* [TASK DETAILS]: Below is a set of entries; give all of them again exactly.

Stored data entries

--- --- ---

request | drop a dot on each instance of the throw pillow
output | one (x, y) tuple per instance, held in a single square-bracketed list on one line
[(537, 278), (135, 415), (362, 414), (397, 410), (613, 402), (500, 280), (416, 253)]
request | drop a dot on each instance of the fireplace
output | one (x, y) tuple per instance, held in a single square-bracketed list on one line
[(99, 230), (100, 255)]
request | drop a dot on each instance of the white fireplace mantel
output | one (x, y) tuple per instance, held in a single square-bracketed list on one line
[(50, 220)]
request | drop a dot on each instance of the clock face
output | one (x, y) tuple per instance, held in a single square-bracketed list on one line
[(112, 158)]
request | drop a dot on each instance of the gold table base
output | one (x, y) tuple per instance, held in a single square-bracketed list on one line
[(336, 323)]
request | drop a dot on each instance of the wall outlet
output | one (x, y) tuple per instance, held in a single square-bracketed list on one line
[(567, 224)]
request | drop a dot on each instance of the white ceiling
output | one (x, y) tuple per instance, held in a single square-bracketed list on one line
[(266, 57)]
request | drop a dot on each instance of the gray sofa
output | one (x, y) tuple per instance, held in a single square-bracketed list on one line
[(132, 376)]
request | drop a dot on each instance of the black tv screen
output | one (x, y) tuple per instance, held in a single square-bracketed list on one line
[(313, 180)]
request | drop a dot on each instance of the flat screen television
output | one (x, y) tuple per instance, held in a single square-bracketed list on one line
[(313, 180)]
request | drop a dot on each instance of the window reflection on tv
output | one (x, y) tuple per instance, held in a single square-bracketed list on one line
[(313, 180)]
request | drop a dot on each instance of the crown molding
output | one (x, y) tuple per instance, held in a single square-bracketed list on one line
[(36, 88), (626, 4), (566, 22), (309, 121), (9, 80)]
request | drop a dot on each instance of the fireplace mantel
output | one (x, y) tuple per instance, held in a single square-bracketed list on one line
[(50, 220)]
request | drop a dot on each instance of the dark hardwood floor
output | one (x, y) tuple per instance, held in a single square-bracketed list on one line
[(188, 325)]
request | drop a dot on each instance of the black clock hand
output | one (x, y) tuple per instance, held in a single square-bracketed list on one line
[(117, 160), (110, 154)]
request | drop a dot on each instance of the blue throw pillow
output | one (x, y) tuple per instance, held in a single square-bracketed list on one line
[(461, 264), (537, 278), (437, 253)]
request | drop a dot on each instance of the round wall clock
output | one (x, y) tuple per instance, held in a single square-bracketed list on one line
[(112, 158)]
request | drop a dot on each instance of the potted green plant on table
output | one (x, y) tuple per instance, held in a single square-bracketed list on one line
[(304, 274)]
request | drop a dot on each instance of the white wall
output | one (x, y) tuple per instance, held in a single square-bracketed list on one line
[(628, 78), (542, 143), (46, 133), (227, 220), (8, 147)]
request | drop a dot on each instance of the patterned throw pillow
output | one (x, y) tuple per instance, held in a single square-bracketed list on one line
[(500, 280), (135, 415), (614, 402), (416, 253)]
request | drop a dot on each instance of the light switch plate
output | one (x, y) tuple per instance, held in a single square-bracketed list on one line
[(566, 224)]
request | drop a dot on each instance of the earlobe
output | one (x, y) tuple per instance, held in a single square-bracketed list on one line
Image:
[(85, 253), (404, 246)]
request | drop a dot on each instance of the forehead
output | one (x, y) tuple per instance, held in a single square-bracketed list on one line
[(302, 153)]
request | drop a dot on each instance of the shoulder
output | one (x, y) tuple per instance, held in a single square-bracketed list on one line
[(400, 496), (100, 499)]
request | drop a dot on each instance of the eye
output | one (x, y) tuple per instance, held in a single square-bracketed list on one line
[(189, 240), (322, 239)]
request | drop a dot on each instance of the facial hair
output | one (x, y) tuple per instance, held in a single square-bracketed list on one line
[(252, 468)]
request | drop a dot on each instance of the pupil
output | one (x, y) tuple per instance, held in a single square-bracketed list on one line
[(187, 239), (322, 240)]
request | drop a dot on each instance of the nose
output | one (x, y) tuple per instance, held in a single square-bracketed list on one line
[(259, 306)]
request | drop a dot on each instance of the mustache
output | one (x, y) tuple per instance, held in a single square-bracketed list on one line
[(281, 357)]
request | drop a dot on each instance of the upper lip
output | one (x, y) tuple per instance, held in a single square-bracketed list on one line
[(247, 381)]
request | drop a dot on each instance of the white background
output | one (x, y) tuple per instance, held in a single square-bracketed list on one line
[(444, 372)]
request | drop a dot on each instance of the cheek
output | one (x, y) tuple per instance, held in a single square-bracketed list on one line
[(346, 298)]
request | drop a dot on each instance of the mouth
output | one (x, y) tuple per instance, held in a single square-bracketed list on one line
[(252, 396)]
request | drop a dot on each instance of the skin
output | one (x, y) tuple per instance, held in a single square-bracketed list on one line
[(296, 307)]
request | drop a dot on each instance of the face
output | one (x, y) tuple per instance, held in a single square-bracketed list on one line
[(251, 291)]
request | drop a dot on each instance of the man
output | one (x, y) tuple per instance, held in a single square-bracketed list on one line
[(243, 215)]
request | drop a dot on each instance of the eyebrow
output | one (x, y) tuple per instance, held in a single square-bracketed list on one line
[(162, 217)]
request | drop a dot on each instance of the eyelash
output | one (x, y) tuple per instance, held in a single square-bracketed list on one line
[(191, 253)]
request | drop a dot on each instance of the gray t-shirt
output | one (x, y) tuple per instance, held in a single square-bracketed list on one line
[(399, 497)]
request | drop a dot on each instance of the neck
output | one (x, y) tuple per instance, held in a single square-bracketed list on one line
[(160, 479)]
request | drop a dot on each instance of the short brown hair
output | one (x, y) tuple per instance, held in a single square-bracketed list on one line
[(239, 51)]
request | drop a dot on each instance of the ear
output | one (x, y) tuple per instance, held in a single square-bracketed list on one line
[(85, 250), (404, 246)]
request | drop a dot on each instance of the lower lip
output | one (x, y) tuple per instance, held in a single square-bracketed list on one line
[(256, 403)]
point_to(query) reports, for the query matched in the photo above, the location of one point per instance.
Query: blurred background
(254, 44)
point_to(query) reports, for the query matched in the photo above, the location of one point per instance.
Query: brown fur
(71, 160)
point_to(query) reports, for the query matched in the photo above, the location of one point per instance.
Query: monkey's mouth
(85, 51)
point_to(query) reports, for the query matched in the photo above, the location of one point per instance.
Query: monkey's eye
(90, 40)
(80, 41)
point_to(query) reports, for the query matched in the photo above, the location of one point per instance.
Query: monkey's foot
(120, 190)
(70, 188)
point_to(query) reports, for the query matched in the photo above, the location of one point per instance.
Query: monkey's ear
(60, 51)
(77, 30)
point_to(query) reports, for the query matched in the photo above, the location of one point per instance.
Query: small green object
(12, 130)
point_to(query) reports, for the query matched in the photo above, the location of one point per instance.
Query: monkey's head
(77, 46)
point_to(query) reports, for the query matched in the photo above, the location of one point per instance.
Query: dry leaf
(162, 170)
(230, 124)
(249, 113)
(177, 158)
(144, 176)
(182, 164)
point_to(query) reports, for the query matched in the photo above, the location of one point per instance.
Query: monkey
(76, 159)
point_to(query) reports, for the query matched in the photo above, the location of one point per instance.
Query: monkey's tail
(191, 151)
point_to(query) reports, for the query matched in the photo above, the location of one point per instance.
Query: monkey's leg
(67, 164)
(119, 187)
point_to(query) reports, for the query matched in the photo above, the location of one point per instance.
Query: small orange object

--- --- ---

* [RESPONSE TO THIS EXERCISE]:
request | drop a dot on each instance of the throw pillow
output | one (x, y) tuple per instance, held in a single square-bracketed list on one line
[(537, 278), (135, 415), (362, 414), (397, 410), (613, 402), (500, 280), (416, 253)]
request | drop a dot on each instance of the fireplace
output | one (x, y) tuple per instance, held in a single square-bracketed list on one line
[(99, 230), (100, 255)]
request | drop a dot on each instance of the white fireplace mantel
output | one (x, y) tuple per instance, held in a single square-bracketed list on one line
[(50, 220)]
request | drop a dot on each instance of the clock face
output | one (x, y) tuple per instance, held in a single square-bracketed list on one line
[(112, 158)]
request | drop a dot on each instance of the gold table base
output | one (x, y) tuple per instance, held in a single square-bracketed list on one line
[(336, 323)]
request | drop a dot on each instance of the wall outlet
output | one (x, y) tuple per instance, held in a single square-bracketed list on one line
[(567, 224)]
request | drop a dot on each instance of the white ceiling
output | one (x, y) tuple per instance, held in a single square-bracketed list on one line
[(266, 57)]
request | drop a dot on each instance of the gray sofa
output | one (x, y) tuple per instance, held in a single square-bracketed list on one line
[(132, 376)]
request | drop a dot on each instance of the black tv screen
output | one (x, y) tuple per instance, held in a single square-bracketed list on one line
[(313, 180)]
request | drop a dot on each instance of the flat screen television
output | one (x, y) tuple per instance, held in a single square-bracketed list on one line
[(313, 180)]
request | drop a dot on each instance of the window reflection on tv
output | one (x, y) tuple per instance, held in a single square-bracketed list on one line
[(313, 180)]
request | drop a dot on each instance of the crown molding
output | one (x, y) tuple per instance, held in a single square-bracketed list on one line
[(36, 88), (626, 4), (566, 22), (309, 121), (9, 80)]
request | drop a dot on each instance of the fireplace mantel
output | one (x, y) tuple per instance, held in a single square-bracketed list on one line
[(50, 220)]
request | drop a dot on each instance of the dark hardwood floor
output | one (x, y) tuple per instance, held in a single square-bracketed list on one line
[(188, 325)]
request | drop a dot on each instance of the black clock hand
output | one (x, y) tuple per instance, held in a single square-bracketed list on one line
[(117, 160), (110, 154)]
request | drop a dot on each instance of the blue throw pillow
output | one (x, y) tuple per instance, held in a single square-bracketed list on one line
[(461, 264), (537, 278), (437, 253)]
request | drop a dot on each instance of the round wall clock
output | one (x, y) tuple per instance, held in a single square-bracketed list on one line
[(112, 158)]
request | drop a dot on each instance of the potted green plant on table
output | one (x, y) tuple per instance, held in a single square-bracketed list on one line
[(304, 274)]
request | drop a dot on each instance of the white wall
output | one (x, y) tuple per instance, held in a single square-bracketed list on one line
[(628, 78), (542, 143), (46, 133), (227, 220), (8, 147)]
request | drop a dot on each instance of the patterned throw pillow
output | one (x, y) tuple per instance, held in a single square-bracketed list on one line
[(500, 280), (135, 415), (614, 402), (416, 253)]
request | drop a dot on each instance of the light switch plate
output | one (x, y) tuple per instance, held in a single square-bracketed list on one line
[(566, 224)]
request | drop a dot on each instance of the earlobe
output | one (x, y) tuple per instance, held in a single square-bracketed list on one line
Image:
[(85, 253), (404, 246)]
request | drop a dot on each instance of the forehead
output | one (x, y) tuple per instance, held in a single square-bracketed list on one line
[(302, 153)]
request | drop a dot on each instance of the shoulder
output | one (x, y) tuple per instance, held in a single square-bracketed list on one line
[(400, 496), (100, 499)]
request | drop a dot on each instance of the eye
output | one (x, y) tuple per instance, held in a single square-bracketed list on one line
[(189, 240), (322, 239)]
request | drop a dot on each instance of the facial hair
output | one (x, y) tuple per instance, held in a single square-bracketed list on one line
[(252, 468)]
request | drop a dot on each instance of the pupil
output | one (x, y) tuple per instance, held in a single square-bracketed list on one line
[(187, 239), (322, 240)]
request | drop a dot on each instance of the nose
output | one (x, y) tuple per instance, held in a single square-bracketed list on one line
[(259, 306)]
request | drop a dot on each instance of the mustache
output | one (x, y) tuple per instance, held in a single square-bracketed list on one line
[(281, 357)]
request | drop a dot on each instance of the upper lip
output | one (x, y) tuple per instance, held in a single square-bracketed list on one line
[(247, 381)]
request | drop a dot on each instance of the white background
output | one (x, y) tuple per instance, held in a single square-bracketed list on one line
[(444, 372)]
request | drop a dot on each instance of the cheek
output | one (x, y) tuple per instance, held in a single square-bracketed list on one line
[(346, 298)]
request | drop a dot on each instance of the mouth
output | one (x, y) tuple per instance, held in a single square-bracketed list on one line
[(252, 396)]
request | drop a dot on each instance of the skin
output | one (x, y) tuple per instance, held in a single square-bracketed list on one line
[(296, 307)]
request | drop a dot on each instance of the face
output | one (x, y) tuple per instance, held in a single square-bracketed list on one line
[(251, 291)]
request | drop a dot on each instance of the man
output | one (x, y) tuple per instance, held in a single square-bracketed list on one line
[(243, 215)]
request | drop a dot on each instance of the eyebrow
output | one (x, y) tuple per instance, held in a single square-bracketed list on one line
[(162, 217)]
request | drop a dot on each instance of the eyelash
output | one (x, y) tuple per instance, held in a single square-bracketed list on one line
[(191, 253)]
request | drop a dot on each instance of the gray t-shirt
output | one (x, y) tuple per instance, held in a single square-bracketed list on one line
[(399, 497)]
request | drop a dot on each instance of the neck
output | one (x, y) tuple per instance, held in a single square-bracketed list on one line
[(160, 479)]
request | drop a dot on each instance of the short brown hair
output | one (x, y) tuple per instance, held in a single square-bracketed list on one line
[(239, 51)]
request | drop a dot on each instance of the ear
output | one (x, y) tuple per instance, held in a single square-bracketed list on one line
[(85, 250), (404, 246)]
request | drop a dot on each instance of the lower lip
output | one (x, y) tuple per instance, held in a single square-bracketed list on one line
[(256, 403)]
point_to(query) reports, for the query matched in the photo above, the location of one point per instance.
Query: blurred background
(254, 44)
point_to(query) reports, for the query matched in the photo above, the location of one point per instance.
Query: brown fur
(71, 160)
point_to(query) reports, for the query matched in the photo above, the location of one point per instance.
Query: monkey's mouth
(85, 51)
point_to(query) reports, for the query matched in the photo above, the location of one point per instance.
Query: monkey's eye
(90, 40)
(80, 41)
point_to(query) reports, for the query matched in the photo above, the location of one point per instance.
Query: monkey's foot
(120, 190)
(70, 188)
point_to(query) reports, for the query matched in the photo above, the location of one point per instance.
Query: monkey's ear
(60, 51)
(77, 30)
point_to(query) reports, for the query matched in the photo above, the location of one point per instance.
Query: small green object
(12, 130)
point_to(query) reports, for the query matched in the photo above, the location of one point per instance.
Query: monkey's head
(77, 46)
point_to(query) reports, for the query matched in the photo above, the location of one point per instance.
Query: dry leaf
(162, 170)
(230, 124)
(249, 113)
(177, 158)
(144, 176)
(182, 164)
point_to(query) reports, for the query matched in the photo above, the location of one point per instance.
Query: monkey
(76, 159)
point_to(query) reports, for the query matched in the photo above, the location of one point per instance.
Query: monkey's tail
(191, 151)
point_to(query) reports, for the query matched in the photo above, the location of one point per instance.
Query: monkey's leg
(67, 164)
(119, 187)
point_to(query) reports, for the query matched in the photo above, the location of one point per instance.
Query: small orange object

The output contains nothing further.